(Extracted records)
--

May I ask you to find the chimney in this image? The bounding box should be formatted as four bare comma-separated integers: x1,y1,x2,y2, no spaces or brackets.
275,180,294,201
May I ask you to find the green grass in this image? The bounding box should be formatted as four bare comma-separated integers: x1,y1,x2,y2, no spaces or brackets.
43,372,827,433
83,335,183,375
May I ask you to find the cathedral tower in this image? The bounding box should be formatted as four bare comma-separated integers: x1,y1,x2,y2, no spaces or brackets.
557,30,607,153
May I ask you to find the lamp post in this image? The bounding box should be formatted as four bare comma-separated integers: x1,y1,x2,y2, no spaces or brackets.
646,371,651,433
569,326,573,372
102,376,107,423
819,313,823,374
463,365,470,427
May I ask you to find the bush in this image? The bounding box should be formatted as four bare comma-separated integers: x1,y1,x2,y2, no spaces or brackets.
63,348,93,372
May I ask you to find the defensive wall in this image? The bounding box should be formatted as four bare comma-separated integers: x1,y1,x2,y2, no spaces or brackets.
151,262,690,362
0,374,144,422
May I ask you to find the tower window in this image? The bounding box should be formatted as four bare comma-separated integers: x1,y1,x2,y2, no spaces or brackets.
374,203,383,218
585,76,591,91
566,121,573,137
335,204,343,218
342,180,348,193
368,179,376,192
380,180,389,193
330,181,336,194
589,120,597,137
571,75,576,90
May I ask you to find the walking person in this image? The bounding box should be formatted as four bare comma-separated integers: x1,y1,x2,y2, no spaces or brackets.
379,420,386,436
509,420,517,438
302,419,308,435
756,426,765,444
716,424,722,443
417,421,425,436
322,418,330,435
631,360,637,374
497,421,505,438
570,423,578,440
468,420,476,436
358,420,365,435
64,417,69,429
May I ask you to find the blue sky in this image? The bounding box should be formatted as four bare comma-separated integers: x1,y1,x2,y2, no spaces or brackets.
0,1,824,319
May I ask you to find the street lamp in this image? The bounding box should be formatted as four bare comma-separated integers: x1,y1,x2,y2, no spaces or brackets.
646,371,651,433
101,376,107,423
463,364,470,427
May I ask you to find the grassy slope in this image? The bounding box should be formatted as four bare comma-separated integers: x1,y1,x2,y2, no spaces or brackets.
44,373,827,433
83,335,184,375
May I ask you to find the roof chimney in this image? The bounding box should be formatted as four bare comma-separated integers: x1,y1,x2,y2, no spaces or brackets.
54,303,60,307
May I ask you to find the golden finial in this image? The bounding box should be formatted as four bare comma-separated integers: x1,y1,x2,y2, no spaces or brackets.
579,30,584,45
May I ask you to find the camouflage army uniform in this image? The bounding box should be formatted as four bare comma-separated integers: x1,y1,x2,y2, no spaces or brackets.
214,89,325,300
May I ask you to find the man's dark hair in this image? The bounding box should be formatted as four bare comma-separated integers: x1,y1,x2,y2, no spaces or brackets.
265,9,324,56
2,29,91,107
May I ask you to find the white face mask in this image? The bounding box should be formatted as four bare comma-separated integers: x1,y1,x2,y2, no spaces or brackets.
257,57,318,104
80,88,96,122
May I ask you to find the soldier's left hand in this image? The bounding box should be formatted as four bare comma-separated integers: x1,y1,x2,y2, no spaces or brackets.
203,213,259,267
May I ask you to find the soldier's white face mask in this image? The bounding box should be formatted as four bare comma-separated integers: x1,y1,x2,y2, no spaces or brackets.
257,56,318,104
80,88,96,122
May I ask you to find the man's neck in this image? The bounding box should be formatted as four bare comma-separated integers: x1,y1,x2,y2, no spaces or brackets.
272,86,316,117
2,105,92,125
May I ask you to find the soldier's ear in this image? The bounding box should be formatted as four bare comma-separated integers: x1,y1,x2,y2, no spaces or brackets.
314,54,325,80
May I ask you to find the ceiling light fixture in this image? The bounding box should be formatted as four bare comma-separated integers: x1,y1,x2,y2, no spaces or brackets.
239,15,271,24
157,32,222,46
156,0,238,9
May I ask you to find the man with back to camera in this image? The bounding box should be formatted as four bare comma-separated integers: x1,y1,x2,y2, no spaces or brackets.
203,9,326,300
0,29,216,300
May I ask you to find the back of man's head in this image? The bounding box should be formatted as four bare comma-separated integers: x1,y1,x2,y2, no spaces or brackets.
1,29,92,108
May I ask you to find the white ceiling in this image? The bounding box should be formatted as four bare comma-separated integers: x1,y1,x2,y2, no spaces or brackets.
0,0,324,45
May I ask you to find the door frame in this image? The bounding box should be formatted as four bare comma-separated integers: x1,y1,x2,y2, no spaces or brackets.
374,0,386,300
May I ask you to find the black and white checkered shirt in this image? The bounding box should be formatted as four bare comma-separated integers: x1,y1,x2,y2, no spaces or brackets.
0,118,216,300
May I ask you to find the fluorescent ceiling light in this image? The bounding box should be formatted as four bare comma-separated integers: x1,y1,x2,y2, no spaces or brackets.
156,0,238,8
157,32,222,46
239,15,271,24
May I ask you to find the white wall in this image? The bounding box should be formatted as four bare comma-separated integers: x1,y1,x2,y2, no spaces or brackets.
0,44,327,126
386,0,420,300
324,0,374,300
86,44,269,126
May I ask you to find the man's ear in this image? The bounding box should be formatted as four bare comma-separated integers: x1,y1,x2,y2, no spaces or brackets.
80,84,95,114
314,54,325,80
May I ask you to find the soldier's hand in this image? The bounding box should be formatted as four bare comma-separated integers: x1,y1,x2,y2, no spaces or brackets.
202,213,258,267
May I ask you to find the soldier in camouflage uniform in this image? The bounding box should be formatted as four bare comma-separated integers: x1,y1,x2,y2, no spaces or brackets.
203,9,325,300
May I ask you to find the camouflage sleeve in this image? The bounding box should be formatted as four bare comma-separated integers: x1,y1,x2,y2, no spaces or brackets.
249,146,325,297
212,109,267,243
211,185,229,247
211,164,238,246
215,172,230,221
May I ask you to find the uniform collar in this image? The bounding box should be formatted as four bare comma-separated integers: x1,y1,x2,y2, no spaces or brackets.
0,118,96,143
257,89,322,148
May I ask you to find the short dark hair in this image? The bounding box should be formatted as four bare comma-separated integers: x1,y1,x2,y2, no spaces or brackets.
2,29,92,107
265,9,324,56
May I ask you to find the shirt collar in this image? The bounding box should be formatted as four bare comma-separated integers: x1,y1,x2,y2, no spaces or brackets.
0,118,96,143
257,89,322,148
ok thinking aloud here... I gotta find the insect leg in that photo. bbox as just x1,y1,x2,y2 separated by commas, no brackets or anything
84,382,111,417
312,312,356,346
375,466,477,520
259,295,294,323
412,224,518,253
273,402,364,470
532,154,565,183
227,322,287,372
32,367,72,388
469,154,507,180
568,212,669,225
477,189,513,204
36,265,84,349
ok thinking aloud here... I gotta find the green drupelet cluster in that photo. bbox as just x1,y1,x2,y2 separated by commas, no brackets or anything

--

What is needed is a word-for-word copy of all the entries.

### Result of this exercise:
May I ask you to find the chimney in this image? The bounding box should be formatted as four bare comma-separated integers: x1,y1,x2,y2, no spaces or brackets.
275,180,294,201
May I ask you to find the green grass in this image? The bounding box should be formatted as four bare comma-separated integers: x1,y1,x2,y2, no spaces or brackets.
43,372,827,433
83,335,183,375
May I ask you to find the cathedral tower in this image? The bounding box should be formatted as four bare comma-separated integers: x1,y1,x2,y2, no spaces or brackets.
557,30,607,153
May I ask you to find the lamp post in this image? The bounding box should be formatted as four bare comma-separated integers: x1,y1,x2,y2, no spaces or brackets.
646,371,651,433
569,326,573,372
102,376,107,423
819,313,823,374
463,365,470,427
May I ask you to find the bush in this image? The bounding box should be formatted as four bare comma-separated integers: x1,y1,x2,y2, no spaces or brackets.
63,348,93,372
May I ask you to find the defensive wall in this image? The bounding box should be formatted as four bare comma-separated integers: x1,y1,x2,y2, no spaces or brackets.
151,262,690,362
0,374,144,422
May I ask you to find the tower window in this image? The bounding box should be formatted as four bare comma-separated integers: x1,y1,x2,y2, no spaces or brackets.
374,203,383,218
585,76,591,91
566,121,573,137
335,204,343,218
342,180,348,193
368,179,376,192
380,180,389,193
330,181,336,194
589,120,597,137
571,75,576,90
May I ask you to find the walking person in this image? The bounding box should be formatted as four bare comma-separated integers: x1,y1,x2,y2, no spaces or brackets.
379,420,386,436
509,420,517,438
302,419,308,435
756,426,765,444
716,424,722,443
417,421,425,436
322,418,330,435
631,360,637,374
497,421,505,438
570,423,578,440
468,420,476,436
358,420,365,435
64,417,69,429
May I ask you to find the blue sky in this image? The bounding box should be formatted as four bare comma-separated integers: x1,y1,x2,y2, no spaces or brackets.
0,1,824,319
May I ask you to find the street lamp in this image? The bounding box should be formatted as four bare comma-separated integers: x1,y1,x2,y2, no spaces or brackets.
646,371,651,433
101,376,107,423
463,364,470,427
May I ask you to find the grassy slope in this image? The bounding box should be formatted as four bare comma-separated integers: x1,y1,x2,y2, no spaces or brackets.
44,373,827,433
83,335,184,375
May I ask you to find the roof chimney in this image? The bounding box should be formatted as four bare comma-separated integers: x1,y1,x2,y2, no spaces or brackets.
54,303,60,307
May I ask you to find the golden finial in this image? The bounding box should be formatted as four bare comma-separated integers: x1,y1,x2,y2, no spaces or brackets.
579,30,584,45
May I ask you to find the camouflage army uniform in this image? The bounding box should be formatted as four bare comma-separated integers: x1,y1,x2,y2, no spaces or brackets.
214,89,325,300
May I ask you to find the man's dark hair in this image? The bounding box should be formatted as four bare comma-separated integers: x1,y1,x2,y2, no spaces or brackets.
265,9,324,56
2,29,91,107
May I ask you to find the white face mask in this image? The bounding box should be formatted as four bare comma-separated integers: x1,y1,x2,y2, no spaces or brackets.
257,57,318,104
80,88,96,122
May I ask you to find the soldier's left hand in this image? The bounding box should be formatted as four bare comma-separated integers: x1,y1,x2,y2, no spaces or brackets.
203,213,259,267
May I ask you to find the soldier's white face mask in this image? The bounding box should be formatted as four bare comma-separated integers: x1,y1,x2,y2, no spaces or brackets.
257,56,318,104
80,88,96,122
May I ask you to find the man's neck in this image? The bounding box should be formatted as four bare comma-separated integers: x1,y1,x2,y2, no spaces or brackets.
272,86,316,117
2,105,92,125
May I ask you to find the soldier's ear in this image? The bounding box should be formatted as four bare comma-separated integers: x1,y1,x2,y2, no spaces or brackets.
314,54,325,80
May I ask you to find the ceiling light fixture in this image? The bounding box should be formatted as four bare comma-separated integers: x1,y1,x2,y2, no spaces or brackets.
239,15,271,24
157,32,222,46
156,0,238,9
May I ask you to find the man with back to camera in this image? The bounding box should be formatted as four bare comma-separated integers: x1,y1,x2,y2, no spaces or brackets.
203,9,326,300
0,29,216,300
May I ask you to find the back of man's head in this image? The bounding box should be formatted as four bare comma-separated integers: x1,y1,x2,y2, no spaces or brackets.
1,29,92,108
May I ask you to find the white ceiling in this image? The bounding box should be formatted as four bare comma-separated integers: x1,y1,x2,y2, no spaces or brackets.
0,0,324,45
May I ask you to find the door frame in this image? The bounding box should be formatted as four bare comma-separated integers: x1,y1,x2,y2, no spaces or brackets.
374,0,386,300
May I ask you to find the black and white checkered shirt in this image? The bounding box should be formatted as four bare comma-separated integers: x1,y1,x2,y2, no spaces or brackets.
0,118,216,300
May I ask you to find the fluorescent ceiling light in this image? The bounding box should be formatted as four bare comma-separated integers: x1,y1,x2,y2, no spaces or brackets.
156,0,238,8
157,32,222,46
239,15,271,24
May I ask you to find the white wall in this image? The bounding box should be formatted as four bare comma-separated integers: x1,y1,x2,y2, no spaces or brackets.
0,44,327,126
386,0,420,300
324,0,374,300
86,44,269,126
May I ask you to find the man's ear in this image? The bounding box should be formatted as four bare comma-separated integers: x1,y1,x2,y2, no spaces or brackets.
80,84,95,114
314,54,325,80
May I ask you to find the soldier's hand in this image? The bounding box should be formatted as four bare comma-separated integers: x1,y1,x2,y2, no spaces or brackets.
202,213,258,267
May I ask you to find the soldier in camouflage uniform in this image? The bounding box should be formatted as four bare comma-separated integers: x1,y1,x2,y2, no spaces or brackets.
203,9,325,300
May I ask you to find the camouflage sleeve in this image? The bounding box should be formatted as four bare comma-separated integers: x1,y1,x2,y2, no spaces or brackets.
249,146,325,297
212,109,267,243
211,185,229,247
211,164,238,246
215,172,230,221
May I ask you to find the uniform collar in this image? The bounding box should be formatted as four bare comma-separated integers: x1,y1,x2,y2, no spaces or brackets.
0,118,96,143
257,89,322,148
May I ask you to find the short dark hair in this image? The bounding box should be formatted as four bare comma-separated integers: x1,y1,x2,y2, no spaces or brackets.
2,29,92,107
265,9,324,56
May I ask you to find the shirt collar in this image? The bounding box should be formatted as four bare comma-separated integers: x1,y1,x2,y2, no spaces or brackets.
0,118,96,143
257,89,322,148
ok thinking aloud here... I gotta find the insect leg in that photo. bbox as just x1,y1,x2,y2 separated by commas, no brackets or anything
84,382,111,417
312,312,356,346
375,466,477,520
259,295,294,323
412,224,518,253
273,402,364,470
532,154,565,183
227,322,287,372
32,367,72,388
469,154,507,180
568,212,669,225
477,189,513,204
36,265,84,349
ok thinking aloud here... I gotta find the green drupelet cluster in that photo. bbox as just x1,y1,x2,y2 separated by commas, no brackets or anything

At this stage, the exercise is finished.